Set problem:
The listing below should be written out exactly; please include all of it.

Available data:
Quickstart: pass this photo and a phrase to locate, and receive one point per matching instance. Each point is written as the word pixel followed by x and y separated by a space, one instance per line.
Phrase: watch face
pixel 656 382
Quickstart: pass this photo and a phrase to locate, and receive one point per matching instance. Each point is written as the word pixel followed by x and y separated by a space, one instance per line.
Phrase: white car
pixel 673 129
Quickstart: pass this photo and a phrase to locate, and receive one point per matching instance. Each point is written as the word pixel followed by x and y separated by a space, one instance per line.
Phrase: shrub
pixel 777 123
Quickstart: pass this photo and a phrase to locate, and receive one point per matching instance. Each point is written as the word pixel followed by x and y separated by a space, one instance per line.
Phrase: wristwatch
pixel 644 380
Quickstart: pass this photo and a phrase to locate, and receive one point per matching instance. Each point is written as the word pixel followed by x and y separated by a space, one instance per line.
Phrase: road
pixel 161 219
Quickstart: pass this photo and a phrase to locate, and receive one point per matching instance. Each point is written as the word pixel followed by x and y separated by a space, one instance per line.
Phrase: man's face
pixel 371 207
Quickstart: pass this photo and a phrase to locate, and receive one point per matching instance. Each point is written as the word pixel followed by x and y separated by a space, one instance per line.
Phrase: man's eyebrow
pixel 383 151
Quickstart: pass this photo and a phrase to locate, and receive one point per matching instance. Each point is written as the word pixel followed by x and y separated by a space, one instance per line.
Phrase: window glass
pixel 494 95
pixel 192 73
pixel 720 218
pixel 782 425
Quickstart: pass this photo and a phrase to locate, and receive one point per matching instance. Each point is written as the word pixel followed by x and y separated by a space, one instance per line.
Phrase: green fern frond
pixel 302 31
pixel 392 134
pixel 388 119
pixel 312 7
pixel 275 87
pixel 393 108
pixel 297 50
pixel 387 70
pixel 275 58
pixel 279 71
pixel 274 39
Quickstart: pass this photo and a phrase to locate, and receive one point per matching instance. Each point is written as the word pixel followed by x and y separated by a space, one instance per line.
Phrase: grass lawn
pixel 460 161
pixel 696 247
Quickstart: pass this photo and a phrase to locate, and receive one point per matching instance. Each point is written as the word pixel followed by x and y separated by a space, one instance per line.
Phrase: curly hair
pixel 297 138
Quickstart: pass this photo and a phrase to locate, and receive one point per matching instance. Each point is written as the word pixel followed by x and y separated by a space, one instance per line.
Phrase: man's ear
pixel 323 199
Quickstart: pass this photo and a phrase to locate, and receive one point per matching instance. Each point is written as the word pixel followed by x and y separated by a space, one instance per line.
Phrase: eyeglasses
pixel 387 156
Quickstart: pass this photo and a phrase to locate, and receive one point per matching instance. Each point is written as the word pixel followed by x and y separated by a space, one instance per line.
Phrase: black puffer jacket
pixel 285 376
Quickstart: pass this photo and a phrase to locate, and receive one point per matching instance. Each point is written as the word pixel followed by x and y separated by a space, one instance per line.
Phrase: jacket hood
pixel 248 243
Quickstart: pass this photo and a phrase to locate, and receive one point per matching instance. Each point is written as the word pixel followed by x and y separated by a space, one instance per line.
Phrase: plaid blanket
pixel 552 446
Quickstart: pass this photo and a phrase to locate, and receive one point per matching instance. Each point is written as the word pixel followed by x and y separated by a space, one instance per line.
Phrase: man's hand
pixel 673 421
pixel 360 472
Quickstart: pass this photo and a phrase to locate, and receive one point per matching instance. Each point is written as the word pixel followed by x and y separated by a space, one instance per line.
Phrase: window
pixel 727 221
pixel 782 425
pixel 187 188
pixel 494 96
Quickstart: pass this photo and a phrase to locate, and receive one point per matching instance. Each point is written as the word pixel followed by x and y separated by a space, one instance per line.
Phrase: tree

Full solution:
Quickstart: pass this photo and a phrase to locate, and receive one point per matching instance. Each point is written as the word pixel followed by x and y separated by a space, one instance per line.
Phrase: watch face
pixel 656 382
Quickstart: pass this photo and a phrase to locate, and receive one point per matching instance. Each point is written as the word pixel followed by x and y separated by a space, one instance per line.
Phrase: white car
pixel 673 129
Quickstart: pass this photo and a phrase to locate, and receive one point per matching instance. Each point is written as the word pixel followed by x and y separated by a space, one instance per line.
Phrase: shrub
pixel 777 123
Quickstart: pass this photo and a phrase to locate, and receive one point per matching instance. Each point is written as the word pixel followed by x and y separated by a space, one instance per line.
Phrase: wristwatch
pixel 644 380
Quickstart: pass this photo and a phrase to locate, and receive one point per matching instance. Each point is written as the word pixel followed by x and y separated by a space, one instance per line.
Phrase: road
pixel 161 219
Quickstart: pass this photo and a phrase to locate, and receive one point per matching instance. Each point is written as the word pixel followed by x and y separated by a space, one instance per line.
Phrase: man's face
pixel 371 207
Quickstart: pass this photo and a phrase to locate, and receive one point per matching instance. Each point is written as the word pixel followed by x and y separated by a space, one instance per line.
Phrase: man's eyebrow
pixel 383 151
Quickstart: pass this photo and a phrase to locate, and receive one point per matching instance. Each point is written as the word pixel followed by x and y separated by a space, one instance per line.
Phrase: window glass
pixel 494 95
pixel 192 73
pixel 720 218
pixel 782 425
Quickstart: pass this photo and a phrase to locate, and receive one point per matching instance. Each point is written as the word pixel followed by x and y separated by a space, one instance per line.
Phrase: green fern frond
pixel 302 31
pixel 392 134
pixel 388 119
pixel 312 7
pixel 275 87
pixel 393 108
pixel 297 50
pixel 387 70
pixel 275 58
pixel 279 71
pixel 274 39
Quickstart: pass this photo and a phrase to locate, and receive one point per matching instance. Each point is written as the word pixel followed by x and y separated by a space, one instance per line.
Phrase: grass lawn
pixel 460 161
pixel 696 247
Quickstart: pass this photo and a phrase to locate, and receive one point per matching instance. Each point is written as the word pixel followed by x and y separated by a space, one instance per line.
Phrase: curly hair
pixel 297 138
Quickstart: pass this photo and a phrase to locate, and receive one point per matching instance. Each point is written as the word pixel followed by x and y separated by a space, one instance per line.
Phrase: man's ear
pixel 323 199
Quickstart: pass this photo and a phrase to locate, and receive one point per matching instance. Each point is written as the word pixel followed by x and y separated by a space, one instance per line.
Phrase: eyeglasses
pixel 387 156
Quickstart: pass this photo and a phrase to locate, and receive one point per matching instance. Each point is written as the word pixel followed by x and y separated by a space, one instance per line.
Phrase: black puffer jacket
pixel 285 376
Quickstart: pass this photo and a phrase to locate, and receive one point per matching instance. Each point is written as the word pixel followed by x and y separated by a space, one instance per line.
Phrase: jacket hood
pixel 248 243
Quickstart: pass this photo and a phrase to locate, and receive one point per matching instance. Each point is written as the word pixel followed by x and y separated by a space, one instance per line.
Phrase: plaid blanket
pixel 552 446
Quickstart: pass this photo and a phrase to locate, and receive one point per matching instance. Each point is written as the word pixel followed by x and y separated by a space, one instance per line.
Phrase: man's hand
pixel 673 421
pixel 360 472
Quickstart: pass this photo and a phrase to locate, and receive one point per matching instance. Each point is written as the word pixel followed by x and y separated by a space, one instance per line.
Phrase: window
pixel 727 221
pixel 782 425
pixel 187 188
pixel 494 96
Quickstart: pass this photo and a phrase to locate, and receive one point per matching instance. Each point is written as the word pixel followed by x and y separated by a space, one instance per line.
Phrase: tree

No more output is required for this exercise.